> Task to complete:
The whole of the data, every line, should come back exactly the same.

> Material for the task:

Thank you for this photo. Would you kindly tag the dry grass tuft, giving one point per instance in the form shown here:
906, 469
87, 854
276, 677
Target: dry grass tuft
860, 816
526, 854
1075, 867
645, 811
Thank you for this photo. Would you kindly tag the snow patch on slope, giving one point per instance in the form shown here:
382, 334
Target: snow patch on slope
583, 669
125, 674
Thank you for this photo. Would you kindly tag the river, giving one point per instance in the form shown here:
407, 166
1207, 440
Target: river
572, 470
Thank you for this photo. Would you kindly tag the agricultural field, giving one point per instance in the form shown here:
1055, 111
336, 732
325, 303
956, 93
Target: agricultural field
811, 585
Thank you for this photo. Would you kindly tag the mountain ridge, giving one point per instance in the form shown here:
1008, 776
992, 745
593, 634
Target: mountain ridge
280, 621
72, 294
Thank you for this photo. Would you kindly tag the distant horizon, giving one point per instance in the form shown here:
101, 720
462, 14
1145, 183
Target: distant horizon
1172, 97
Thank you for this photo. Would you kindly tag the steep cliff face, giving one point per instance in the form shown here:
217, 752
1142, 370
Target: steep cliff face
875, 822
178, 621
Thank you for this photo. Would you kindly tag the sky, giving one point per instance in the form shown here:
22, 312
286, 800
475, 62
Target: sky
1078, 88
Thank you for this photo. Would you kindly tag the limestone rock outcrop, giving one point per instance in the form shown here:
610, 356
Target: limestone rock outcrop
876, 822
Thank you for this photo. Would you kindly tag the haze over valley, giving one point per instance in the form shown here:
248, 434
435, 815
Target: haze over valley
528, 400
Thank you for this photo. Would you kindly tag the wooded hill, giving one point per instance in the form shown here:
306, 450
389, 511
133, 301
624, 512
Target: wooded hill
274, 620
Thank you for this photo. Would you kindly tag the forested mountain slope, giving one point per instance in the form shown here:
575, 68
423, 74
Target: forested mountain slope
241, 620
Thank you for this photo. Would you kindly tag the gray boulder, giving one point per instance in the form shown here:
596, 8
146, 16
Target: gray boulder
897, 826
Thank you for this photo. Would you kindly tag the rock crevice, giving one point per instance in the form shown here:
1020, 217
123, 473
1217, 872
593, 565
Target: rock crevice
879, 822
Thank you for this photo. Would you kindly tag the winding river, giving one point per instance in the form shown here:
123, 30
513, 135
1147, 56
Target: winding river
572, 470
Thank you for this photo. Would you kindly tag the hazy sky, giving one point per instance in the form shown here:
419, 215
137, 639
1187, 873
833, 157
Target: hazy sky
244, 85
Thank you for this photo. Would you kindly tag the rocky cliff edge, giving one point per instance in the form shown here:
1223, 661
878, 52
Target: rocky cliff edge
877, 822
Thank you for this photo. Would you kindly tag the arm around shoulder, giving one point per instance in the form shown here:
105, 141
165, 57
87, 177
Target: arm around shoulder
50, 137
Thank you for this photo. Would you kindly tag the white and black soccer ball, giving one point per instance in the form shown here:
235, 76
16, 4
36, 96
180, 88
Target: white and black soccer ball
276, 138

> Written solution:
Thank you for this photo. Would you kindly tag the dry grass tuft, giving one point per instance in the form shown here:
906, 469
87, 854
276, 677
Target: dry grass tuft
860, 816
526, 854
1075, 867
645, 811
Thank you for this photo. Would you kindly tag the snow patch on slope, giving one point per instance in the form shown here:
382, 334
Target: snow patch on slope
583, 669
125, 674
Thank you for this photo. Would you kindly tag the river, giving one point per instance in the form shown here:
407, 166
1207, 440
Target: river
572, 470
Thank you for this photo. Would you kindly tag the agricultural field, giving one point per instance in the form shown here:
1055, 111
336, 732
325, 303
956, 93
Target: agricultural field
811, 585
Thank you for this photo. Would you kindly tag the mountain ridge, giving one point per instance in the form shown here:
1008, 776
992, 745
593, 634
Target: mountain ridge
280, 621
72, 294
Thank you for this photo. Would you kindly tag the distant horizon, giving one point per instance in the form shown here:
101, 720
462, 14
1145, 183
Target: distant horizon
1172, 97
Thank you for this photo. Would you kindly tag the steep cliff face, giving one point per instance in the form shown here:
217, 752
1142, 370
Target: steep cliff face
875, 822
178, 621
Thank you for this photo. Would you kindly tag the sky, giving one point per instance in the form shown here:
22, 312
286, 800
475, 62
Target: sky
1078, 88
Thank you for this photo. Would you kindly tag the limestone rock outcrop, giving one point per instance in the form shown here:
610, 356
Target: limestone rock outcrop
876, 822
Thank you for this photo. Would you kindly tag the haze over valley, giving one point per instance in the form shown here:
248, 434
435, 815
Target: haze over valley
528, 400
Thank you for this photo. Would you kindly tag the wooded hill, giving one point per instance in the form shown here:
306, 450
389, 511
133, 301
624, 512
Target: wooded hill
274, 620
Thank you for this photo. Would you kindly tag the forested mountain slope, giving one point per instance in the form shown here:
575, 68
423, 74
Target: forested mountain slope
241, 620
Thank you for this photo. Would you kindly tag the gray boulder, giving one point per instance in the form shown here:
596, 8
146, 16
Target: gray boulder
897, 826
Thank you for this photo. Would you kindly tag the rock crevice, giving one point per instance in the form shown here:
1020, 217
123, 473
1217, 872
593, 565
Target: rock crevice
879, 822
Thank you for this photo. Would you kindly tag the winding river, giving one point per instance in the form shown here:
123, 30
513, 135
1147, 56
Target: winding river
572, 470
Thank you for this photo. Would you kindly tag the hazy sky, giving one point per instance in the form shown here:
419, 215
137, 639
1187, 873
833, 157
Target: hazy sky
244, 85
Thank you for this photo. Would you kindly tag the rocky cliff edge, giving one point per instance in the form shown here:
1223, 661
878, 52
Target: rocky cliff edge
877, 822
Thank you for this photo. Would you kindly tag the arm around shoulder, giving one point per instance in the form shown here:
105, 141
165, 57
87, 177
Target: arm around shoulder
50, 137
Thank you for this photo. Would you kindly tag the white and black soccer ball, giving one point per instance in the form shown here:
235, 76
16, 4
36, 96
180, 88
Target: white and black soccer ball
276, 138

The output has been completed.